- **TASK TO COMPLETE**
Give only the number of lines in the entries below that contain the string "windshield".

- **Stored dataset entries**
╭──

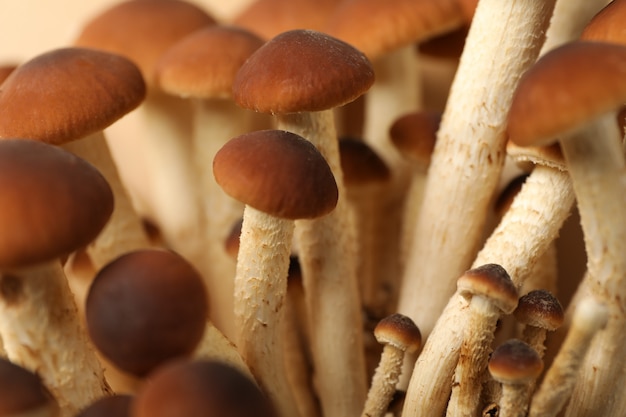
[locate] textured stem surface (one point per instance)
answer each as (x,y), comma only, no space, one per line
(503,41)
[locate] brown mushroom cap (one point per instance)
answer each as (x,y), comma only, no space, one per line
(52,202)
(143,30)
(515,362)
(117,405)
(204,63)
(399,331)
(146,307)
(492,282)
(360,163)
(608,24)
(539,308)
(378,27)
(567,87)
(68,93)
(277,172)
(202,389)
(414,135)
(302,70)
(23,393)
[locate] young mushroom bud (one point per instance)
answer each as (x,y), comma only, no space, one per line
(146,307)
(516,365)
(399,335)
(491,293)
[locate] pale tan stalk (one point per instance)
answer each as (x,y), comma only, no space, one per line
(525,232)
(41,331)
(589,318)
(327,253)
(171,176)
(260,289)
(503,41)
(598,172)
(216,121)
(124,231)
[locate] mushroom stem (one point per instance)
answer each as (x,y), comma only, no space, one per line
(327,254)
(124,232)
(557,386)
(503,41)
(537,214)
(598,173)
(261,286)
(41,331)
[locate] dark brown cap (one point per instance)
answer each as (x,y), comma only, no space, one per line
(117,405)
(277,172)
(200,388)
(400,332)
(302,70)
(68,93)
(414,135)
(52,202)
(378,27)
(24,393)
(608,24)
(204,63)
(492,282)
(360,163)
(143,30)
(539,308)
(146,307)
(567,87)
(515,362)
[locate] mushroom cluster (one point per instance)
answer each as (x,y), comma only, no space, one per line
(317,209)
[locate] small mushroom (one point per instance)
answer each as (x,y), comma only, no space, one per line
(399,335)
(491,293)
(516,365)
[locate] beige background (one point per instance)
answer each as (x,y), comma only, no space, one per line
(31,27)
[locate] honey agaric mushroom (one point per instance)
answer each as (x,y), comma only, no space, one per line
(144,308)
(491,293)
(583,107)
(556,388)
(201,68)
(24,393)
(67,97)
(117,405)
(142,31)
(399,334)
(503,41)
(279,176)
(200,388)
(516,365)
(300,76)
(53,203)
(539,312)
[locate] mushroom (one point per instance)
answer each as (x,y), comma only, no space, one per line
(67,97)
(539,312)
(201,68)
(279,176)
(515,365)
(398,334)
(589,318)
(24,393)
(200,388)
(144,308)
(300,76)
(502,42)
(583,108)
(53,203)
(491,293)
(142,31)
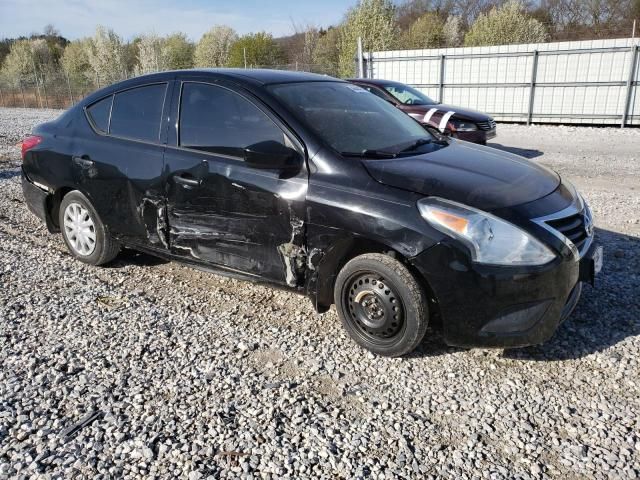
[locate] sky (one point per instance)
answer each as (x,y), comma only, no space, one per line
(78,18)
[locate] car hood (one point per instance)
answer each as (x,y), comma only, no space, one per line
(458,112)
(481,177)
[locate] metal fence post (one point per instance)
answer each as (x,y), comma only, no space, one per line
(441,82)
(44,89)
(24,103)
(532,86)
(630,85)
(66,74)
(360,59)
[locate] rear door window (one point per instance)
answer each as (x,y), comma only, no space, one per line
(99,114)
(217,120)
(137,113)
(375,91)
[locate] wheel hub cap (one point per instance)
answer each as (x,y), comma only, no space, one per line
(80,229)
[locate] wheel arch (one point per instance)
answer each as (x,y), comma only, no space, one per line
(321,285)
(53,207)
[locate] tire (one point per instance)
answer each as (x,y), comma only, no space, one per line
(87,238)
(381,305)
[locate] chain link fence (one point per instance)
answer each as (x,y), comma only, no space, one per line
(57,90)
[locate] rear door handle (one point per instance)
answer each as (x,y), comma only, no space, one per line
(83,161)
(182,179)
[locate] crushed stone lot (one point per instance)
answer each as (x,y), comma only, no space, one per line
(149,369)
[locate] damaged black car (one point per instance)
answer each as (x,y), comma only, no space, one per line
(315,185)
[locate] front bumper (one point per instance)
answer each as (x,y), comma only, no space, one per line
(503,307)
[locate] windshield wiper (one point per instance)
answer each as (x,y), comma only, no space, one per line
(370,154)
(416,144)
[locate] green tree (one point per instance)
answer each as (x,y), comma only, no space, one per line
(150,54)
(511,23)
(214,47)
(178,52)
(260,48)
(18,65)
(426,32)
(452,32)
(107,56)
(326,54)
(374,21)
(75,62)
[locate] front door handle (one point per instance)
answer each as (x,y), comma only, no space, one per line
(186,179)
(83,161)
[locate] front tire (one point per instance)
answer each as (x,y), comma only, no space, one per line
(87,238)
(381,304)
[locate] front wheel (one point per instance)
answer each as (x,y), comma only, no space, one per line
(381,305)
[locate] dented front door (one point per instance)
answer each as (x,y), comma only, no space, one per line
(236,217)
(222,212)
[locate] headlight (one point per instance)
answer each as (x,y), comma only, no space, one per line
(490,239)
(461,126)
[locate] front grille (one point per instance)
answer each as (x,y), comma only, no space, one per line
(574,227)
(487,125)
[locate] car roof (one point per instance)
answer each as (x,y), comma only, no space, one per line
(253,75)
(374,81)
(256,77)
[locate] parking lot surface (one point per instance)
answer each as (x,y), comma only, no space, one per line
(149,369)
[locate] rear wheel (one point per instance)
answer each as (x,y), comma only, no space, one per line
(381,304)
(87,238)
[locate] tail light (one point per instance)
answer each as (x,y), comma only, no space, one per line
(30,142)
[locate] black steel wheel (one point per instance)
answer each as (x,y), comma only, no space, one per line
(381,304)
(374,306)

╰──
╭──

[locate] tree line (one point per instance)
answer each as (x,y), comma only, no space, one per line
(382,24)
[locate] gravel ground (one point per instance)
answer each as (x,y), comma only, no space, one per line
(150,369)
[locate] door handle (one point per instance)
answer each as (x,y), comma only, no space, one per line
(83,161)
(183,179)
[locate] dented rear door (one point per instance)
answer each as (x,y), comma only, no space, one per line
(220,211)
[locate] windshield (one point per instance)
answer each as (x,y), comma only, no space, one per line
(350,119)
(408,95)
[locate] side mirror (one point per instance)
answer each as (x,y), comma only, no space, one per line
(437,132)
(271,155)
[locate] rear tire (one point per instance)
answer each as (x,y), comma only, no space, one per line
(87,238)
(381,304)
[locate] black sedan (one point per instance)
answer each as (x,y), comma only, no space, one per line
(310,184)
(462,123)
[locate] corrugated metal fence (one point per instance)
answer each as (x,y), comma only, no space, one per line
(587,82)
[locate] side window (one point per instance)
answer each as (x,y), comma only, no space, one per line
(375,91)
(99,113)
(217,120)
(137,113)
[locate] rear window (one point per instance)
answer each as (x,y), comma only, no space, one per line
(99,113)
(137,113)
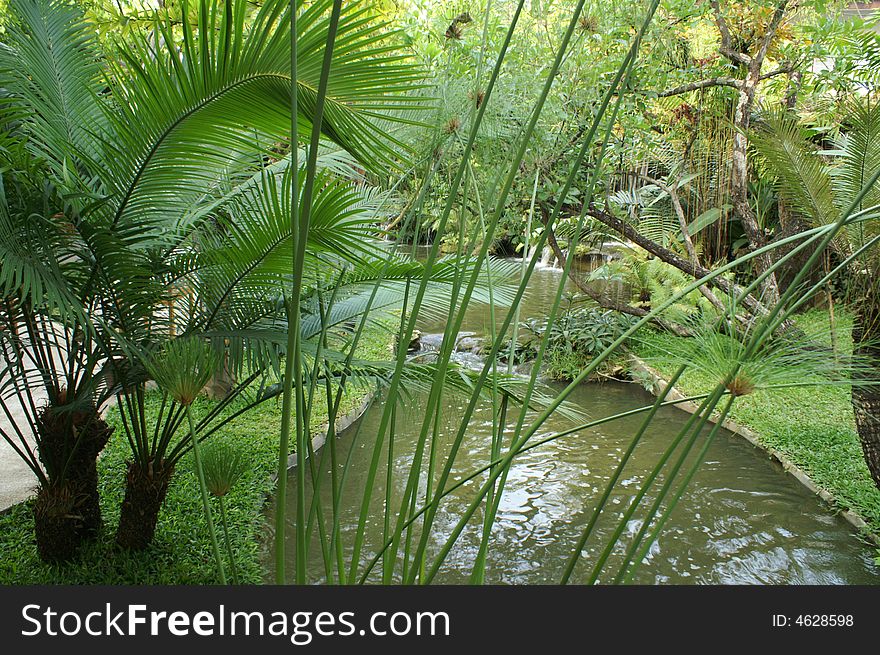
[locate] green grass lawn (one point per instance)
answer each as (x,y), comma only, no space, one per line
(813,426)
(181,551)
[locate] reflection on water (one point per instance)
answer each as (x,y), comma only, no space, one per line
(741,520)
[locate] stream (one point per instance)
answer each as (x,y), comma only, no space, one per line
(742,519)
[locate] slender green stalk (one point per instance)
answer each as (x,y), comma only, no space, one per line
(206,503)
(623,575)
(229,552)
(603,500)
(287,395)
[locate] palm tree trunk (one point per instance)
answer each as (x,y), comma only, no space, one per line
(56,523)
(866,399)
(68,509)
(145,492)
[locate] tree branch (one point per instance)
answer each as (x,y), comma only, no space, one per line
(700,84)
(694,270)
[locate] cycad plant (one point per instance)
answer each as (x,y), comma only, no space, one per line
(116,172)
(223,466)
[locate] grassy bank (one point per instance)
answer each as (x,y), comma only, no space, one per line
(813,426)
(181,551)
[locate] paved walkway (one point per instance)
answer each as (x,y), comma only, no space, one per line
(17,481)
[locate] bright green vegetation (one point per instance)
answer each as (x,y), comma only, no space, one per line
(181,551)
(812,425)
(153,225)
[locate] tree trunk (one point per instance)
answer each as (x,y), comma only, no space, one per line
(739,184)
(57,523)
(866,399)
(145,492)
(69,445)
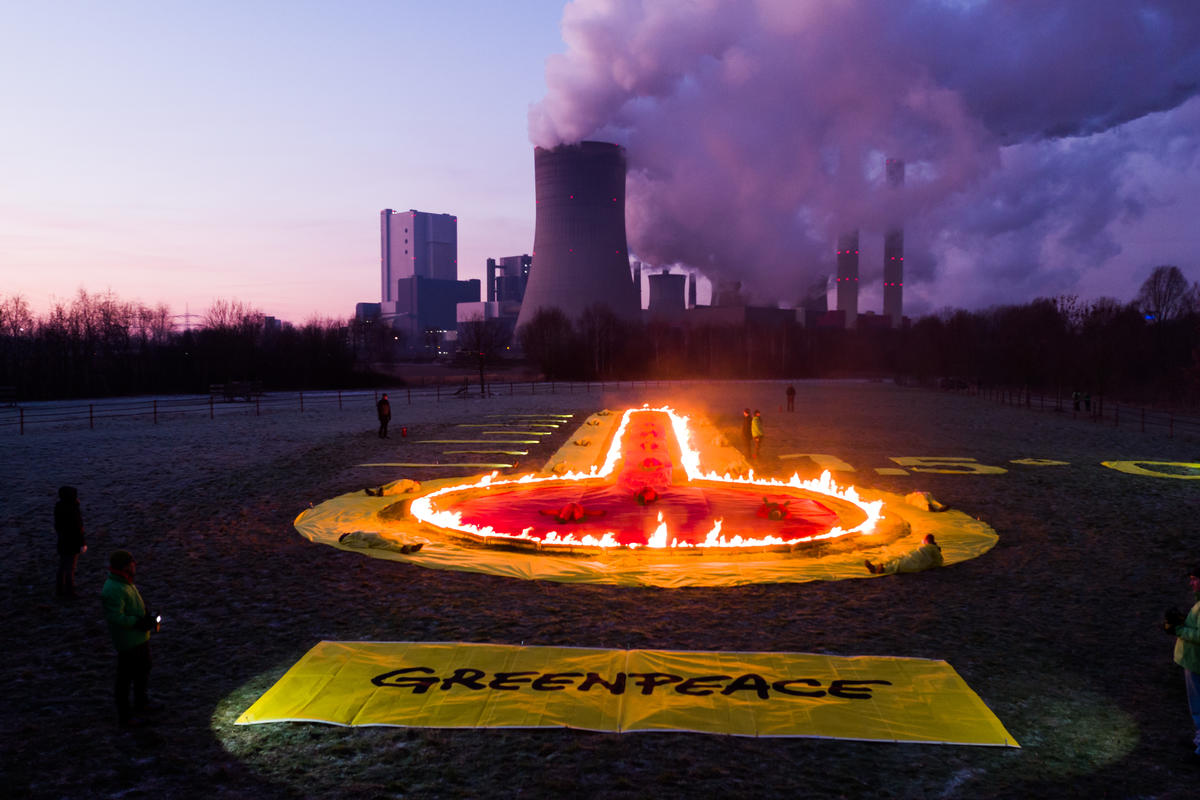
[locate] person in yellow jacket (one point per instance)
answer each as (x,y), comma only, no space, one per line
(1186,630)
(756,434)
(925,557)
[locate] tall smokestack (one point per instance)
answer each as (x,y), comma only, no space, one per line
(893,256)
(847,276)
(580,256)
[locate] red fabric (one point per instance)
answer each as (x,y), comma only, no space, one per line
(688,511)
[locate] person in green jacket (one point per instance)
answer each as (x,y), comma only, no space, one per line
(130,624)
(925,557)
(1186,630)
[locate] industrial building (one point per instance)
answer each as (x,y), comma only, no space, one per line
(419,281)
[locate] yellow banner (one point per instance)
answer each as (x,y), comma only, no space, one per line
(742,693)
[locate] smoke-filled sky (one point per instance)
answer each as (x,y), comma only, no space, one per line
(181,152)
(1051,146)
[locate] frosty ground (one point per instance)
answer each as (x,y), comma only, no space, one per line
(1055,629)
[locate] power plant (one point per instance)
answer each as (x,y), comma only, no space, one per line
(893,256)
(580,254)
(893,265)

╰──

- **FULL SOLUTION**
2